>> Start Data section

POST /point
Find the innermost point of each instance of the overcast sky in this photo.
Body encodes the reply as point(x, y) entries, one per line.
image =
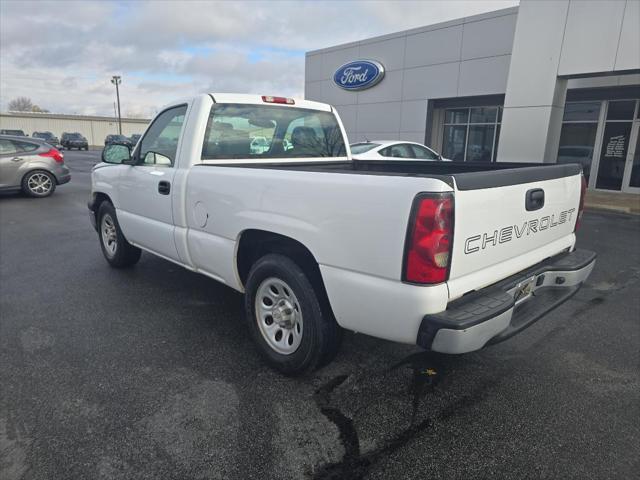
point(62, 54)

>> End Data section

*What the task asks*
Convert every line of the material into a JSON list of strings, one string per line, with blank lines left out. Omit the picture from your answer.

*Complete response*
[
  "POST /point",
  "Find the innermost point of each instance of the overcast sky in this photo.",
  "Body encodes the reply as point(x, y) entries, one per line.",
  "image =",
  "point(62, 54)"
]